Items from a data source
..........
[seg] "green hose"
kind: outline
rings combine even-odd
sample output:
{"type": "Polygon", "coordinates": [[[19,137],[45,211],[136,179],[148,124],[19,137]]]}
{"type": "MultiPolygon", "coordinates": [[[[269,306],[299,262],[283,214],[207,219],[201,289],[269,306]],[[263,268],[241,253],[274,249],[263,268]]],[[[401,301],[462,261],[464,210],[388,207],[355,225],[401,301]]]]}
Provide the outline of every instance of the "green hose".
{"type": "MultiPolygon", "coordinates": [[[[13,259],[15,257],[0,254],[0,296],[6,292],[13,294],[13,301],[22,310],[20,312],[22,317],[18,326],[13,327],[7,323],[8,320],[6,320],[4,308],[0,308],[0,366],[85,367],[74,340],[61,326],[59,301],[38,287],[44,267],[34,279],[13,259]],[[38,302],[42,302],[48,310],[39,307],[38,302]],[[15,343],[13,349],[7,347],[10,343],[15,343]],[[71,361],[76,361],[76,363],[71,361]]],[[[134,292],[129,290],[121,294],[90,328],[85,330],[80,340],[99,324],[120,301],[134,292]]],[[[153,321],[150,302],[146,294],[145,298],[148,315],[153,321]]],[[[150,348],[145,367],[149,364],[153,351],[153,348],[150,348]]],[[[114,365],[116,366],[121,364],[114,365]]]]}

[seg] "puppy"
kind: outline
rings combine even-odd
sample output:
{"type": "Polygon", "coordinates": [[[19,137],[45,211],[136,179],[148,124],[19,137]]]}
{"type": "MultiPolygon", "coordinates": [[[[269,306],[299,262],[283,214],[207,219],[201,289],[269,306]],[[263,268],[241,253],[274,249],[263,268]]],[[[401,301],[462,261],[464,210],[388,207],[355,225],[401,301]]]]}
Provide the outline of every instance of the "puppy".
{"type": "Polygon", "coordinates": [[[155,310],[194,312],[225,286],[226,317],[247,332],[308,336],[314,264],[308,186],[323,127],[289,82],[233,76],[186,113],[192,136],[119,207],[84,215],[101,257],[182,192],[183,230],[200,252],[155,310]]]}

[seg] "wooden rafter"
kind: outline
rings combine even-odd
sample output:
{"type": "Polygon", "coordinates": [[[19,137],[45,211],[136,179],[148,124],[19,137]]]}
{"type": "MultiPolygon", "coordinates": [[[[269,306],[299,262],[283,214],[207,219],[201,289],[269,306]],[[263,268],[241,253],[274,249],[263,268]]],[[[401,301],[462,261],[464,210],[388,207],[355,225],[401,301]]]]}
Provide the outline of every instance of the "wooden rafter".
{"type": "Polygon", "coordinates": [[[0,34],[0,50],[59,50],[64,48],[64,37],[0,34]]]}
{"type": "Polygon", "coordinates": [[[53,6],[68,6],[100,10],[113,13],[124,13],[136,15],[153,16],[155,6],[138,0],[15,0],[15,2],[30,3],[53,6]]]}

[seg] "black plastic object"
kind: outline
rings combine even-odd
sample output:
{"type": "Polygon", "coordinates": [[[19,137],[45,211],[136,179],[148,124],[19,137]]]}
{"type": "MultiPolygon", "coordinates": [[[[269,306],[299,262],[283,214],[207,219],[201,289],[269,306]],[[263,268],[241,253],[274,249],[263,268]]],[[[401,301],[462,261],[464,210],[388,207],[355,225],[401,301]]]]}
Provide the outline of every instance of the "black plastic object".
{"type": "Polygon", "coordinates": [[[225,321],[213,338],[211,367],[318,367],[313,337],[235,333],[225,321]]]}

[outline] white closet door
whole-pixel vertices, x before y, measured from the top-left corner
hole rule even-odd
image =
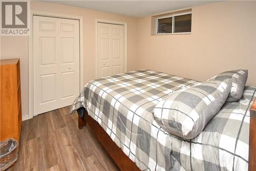
[[[79,21],[33,16],[34,115],[72,104],[79,85]]]
[[[124,26],[97,23],[97,77],[123,73]]]

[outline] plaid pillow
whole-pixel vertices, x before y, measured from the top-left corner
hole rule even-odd
[[[193,139],[220,110],[231,84],[230,78],[223,81],[210,80],[172,93],[156,105],[156,120],[165,131]]]
[[[231,90],[227,99],[227,102],[231,103],[241,98],[247,76],[247,70],[234,70],[223,72],[209,80],[223,81],[227,78],[232,78]]]

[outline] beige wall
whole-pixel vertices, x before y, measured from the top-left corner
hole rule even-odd
[[[151,35],[151,16],[137,21],[136,69],[204,81],[246,69],[256,86],[256,2],[225,2],[192,8],[192,33]]]
[[[127,70],[151,69],[200,81],[221,72],[249,70],[256,86],[256,2],[225,2],[192,8],[192,33],[151,35],[151,16],[134,18],[32,2],[33,10],[82,16],[84,82],[95,78],[95,19],[127,22]],[[23,116],[28,114],[28,38],[3,36],[1,57],[20,58]]]
[[[84,82],[96,78],[95,19],[127,23],[127,70],[134,70],[132,59],[136,56],[136,18],[41,2],[31,2],[31,9],[81,16],[83,21]],[[23,116],[28,115],[28,37],[1,37],[1,58],[20,58]]]

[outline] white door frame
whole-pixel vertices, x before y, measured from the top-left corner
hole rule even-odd
[[[29,119],[34,116],[33,114],[33,16],[39,15],[61,18],[77,19],[79,22],[79,90],[81,91],[83,87],[83,18],[82,16],[67,15],[64,14],[54,13],[40,11],[30,11],[30,34],[29,36],[29,113],[28,115],[23,116],[22,120]]]
[[[123,72],[127,72],[127,23],[102,19],[95,19],[96,77],[98,78],[98,23],[122,25],[124,27]]]

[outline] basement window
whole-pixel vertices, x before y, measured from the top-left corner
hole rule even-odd
[[[156,17],[156,34],[191,33],[191,16],[190,12]]]

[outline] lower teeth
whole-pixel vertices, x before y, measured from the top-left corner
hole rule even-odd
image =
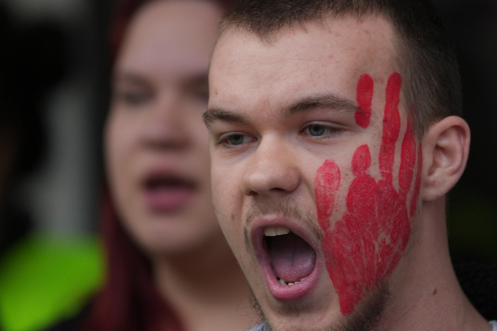
[[[305,279],[306,278],[307,278],[307,277],[304,277],[304,278],[303,278],[300,280],[299,280],[298,281],[296,281],[296,282],[295,282],[294,283],[287,283],[286,281],[285,281],[283,279],[281,279],[280,278],[278,278],[278,277],[276,277],[276,279],[278,279],[278,281],[279,282],[280,284],[281,284],[282,285],[295,285],[295,284],[297,284],[297,283],[300,283],[302,280],[304,280],[304,279]]]

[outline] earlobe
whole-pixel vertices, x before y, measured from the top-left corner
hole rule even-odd
[[[430,127],[422,139],[423,200],[444,196],[461,178],[469,153],[470,133],[464,120],[449,116]]]

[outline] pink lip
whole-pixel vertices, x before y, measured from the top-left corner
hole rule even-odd
[[[301,300],[310,294],[316,288],[319,280],[322,267],[319,255],[317,254],[316,266],[311,274],[304,280],[291,285],[283,285],[276,279],[276,275],[271,267],[269,257],[267,252],[264,248],[264,229],[268,227],[286,226],[292,232],[301,237],[318,252],[313,244],[313,241],[307,232],[299,224],[288,219],[275,217],[273,218],[260,218],[254,221],[250,233],[250,239],[255,251],[255,256],[264,274],[267,288],[271,295],[276,300],[281,301],[294,301]]]
[[[141,190],[146,205],[152,210],[171,211],[183,207],[190,203],[197,193],[196,186],[193,185],[152,189],[146,183],[154,178],[174,178],[185,183],[191,182],[185,176],[168,170],[156,169],[149,172],[142,182]]]
[[[166,211],[176,209],[189,202],[195,195],[195,190],[181,188],[164,191],[144,189],[145,203],[152,209]]]

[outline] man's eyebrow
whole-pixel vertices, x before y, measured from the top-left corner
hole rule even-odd
[[[317,108],[352,113],[355,113],[359,109],[357,104],[349,99],[333,94],[316,94],[298,100],[284,108],[283,112],[286,116],[292,116]]]
[[[204,123],[208,128],[216,121],[243,125],[247,125],[248,123],[247,117],[218,107],[207,108],[204,113],[203,118]]]

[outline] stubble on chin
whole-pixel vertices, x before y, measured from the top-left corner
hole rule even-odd
[[[296,330],[290,325],[292,320],[298,319],[305,314],[306,309],[296,306],[281,312],[286,322],[279,325],[271,325],[264,314],[260,305],[251,292],[252,307],[260,318],[260,322],[253,331],[287,331]],[[350,314],[343,317],[339,321],[334,321],[330,325],[314,329],[311,325],[306,326],[305,331],[374,331],[382,325],[383,313],[391,295],[388,282],[385,281],[376,289],[365,296]],[[304,331],[304,330],[302,330]]]

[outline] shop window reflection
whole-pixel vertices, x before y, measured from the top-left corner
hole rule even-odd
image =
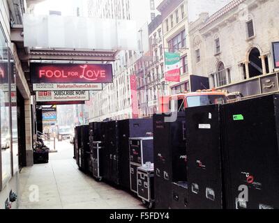
[[[1,33],[0,33],[1,35]],[[10,125],[10,88],[8,48],[0,46],[0,124],[1,144],[2,187],[10,180],[11,171],[11,137]]]

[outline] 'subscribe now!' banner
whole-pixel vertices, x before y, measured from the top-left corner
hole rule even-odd
[[[84,91],[102,91],[102,84],[33,84],[33,91],[71,91],[71,90],[84,90]]]
[[[31,63],[32,84],[112,83],[112,64]]]
[[[37,102],[84,101],[89,100],[87,91],[36,91]]]

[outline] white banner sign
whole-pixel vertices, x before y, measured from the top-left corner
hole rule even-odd
[[[33,91],[103,91],[102,84],[33,84]]]
[[[3,92],[9,91],[9,84],[0,84],[0,91]],[[17,91],[17,86],[15,84],[10,84],[10,91]]]
[[[37,102],[66,102],[89,100],[88,91],[36,91]]]

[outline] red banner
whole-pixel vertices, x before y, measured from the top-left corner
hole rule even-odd
[[[31,63],[33,84],[111,83],[111,64]]]
[[[137,105],[137,76],[130,76],[130,84],[131,89],[131,99],[132,99],[132,114],[133,118],[139,118],[139,107]]]
[[[180,82],[180,69],[169,70],[165,73],[165,80],[167,82]]]

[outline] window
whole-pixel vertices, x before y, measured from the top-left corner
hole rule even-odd
[[[181,17],[182,17],[182,20],[184,19],[184,17],[185,17],[184,5],[181,6]]]
[[[196,49],[196,62],[199,63],[200,61],[200,52],[199,49]]]
[[[180,48],[186,46],[186,34],[183,30],[179,34],[174,37],[168,42],[169,49],[170,52],[174,52]]]
[[[155,19],[155,13],[151,13],[151,21]]]
[[[162,73],[162,75],[163,75],[163,77],[164,77],[164,74],[165,74],[164,65],[163,64],[161,65],[161,73]]]
[[[169,20],[168,19],[166,20],[165,24],[166,24],[166,30],[167,30],[167,32],[168,32],[169,31]]]
[[[176,19],[176,23],[179,23],[179,13],[178,10],[175,12],[175,17]]]
[[[219,39],[219,38],[217,38],[215,40],[215,53],[216,54],[220,53],[221,52],[220,49],[221,48],[220,47],[220,39]]]
[[[218,86],[227,84],[226,71],[225,70],[224,63],[220,62],[217,69],[217,83]]]
[[[188,72],[187,56],[185,56],[183,58],[182,58],[182,69],[183,74],[187,73]]]
[[[174,26],[174,15],[170,16],[170,26],[172,28]]]
[[[246,22],[247,24],[247,33],[248,38],[251,38],[255,36],[254,33],[254,24],[252,20]]]
[[[229,84],[231,84],[232,83],[231,70],[229,68],[227,68],[227,77],[229,79],[228,79]]]
[[[159,36],[159,38],[162,37],[162,30],[160,29],[158,31],[158,34]]]
[[[150,9],[151,9],[151,10],[155,9],[154,0],[150,0]]]
[[[185,91],[187,91],[187,92],[190,92],[190,83],[189,82],[186,82],[185,84]]]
..........
#### Work to be completed
Rescale the records starting at the line containing "[outline] stubble on chin" and ending at the line containing "[[[37,102],[84,101],[89,100],[87,91],[36,91]]]", both included. Reproduce every line, requests too, and multiply each polygon coordinate in the answers by 2.55, rounding to whole numbers with halves up. Leave the pictures out.

#### Written solution
[outline] stubble on chin
whole-pixel vertices, x before y, measured from the top-left corner
hole rule even-odd
[[[755,842],[740,829],[745,816],[760,813],[778,801],[780,788],[755,780],[717,796],[729,821],[711,829],[691,829],[673,801],[663,778],[640,745],[643,783],[663,811],[663,821],[645,844],[732,844]],[[893,801],[875,808],[864,819],[852,819],[842,829],[801,839],[793,829],[780,831],[778,844],[954,844],[974,829],[977,798],[997,752],[989,719],[982,717],[959,737],[931,755]],[[775,844],[775,842],[770,842]]]

[outline] shop window reflection
whole-pixel vertices, x before y, measured from the top-left corner
hole rule even-odd
image =
[[[3,84],[0,84],[3,89]],[[26,319],[26,224],[20,122],[0,117],[0,316],[3,367],[5,477],[26,459],[28,436],[28,349]]]

[outline] 'subscribe now!' banner
whole-pixel vertices, x before y, measured from the top-left corner
hole rule even-odd
[[[214,232],[260,232],[260,214],[84,214],[84,232],[181,232],[181,230],[214,230]]]
[[[79,161],[82,214],[286,212],[286,163]]]
[[[94,260],[214,258],[227,255],[222,232],[92,232]]]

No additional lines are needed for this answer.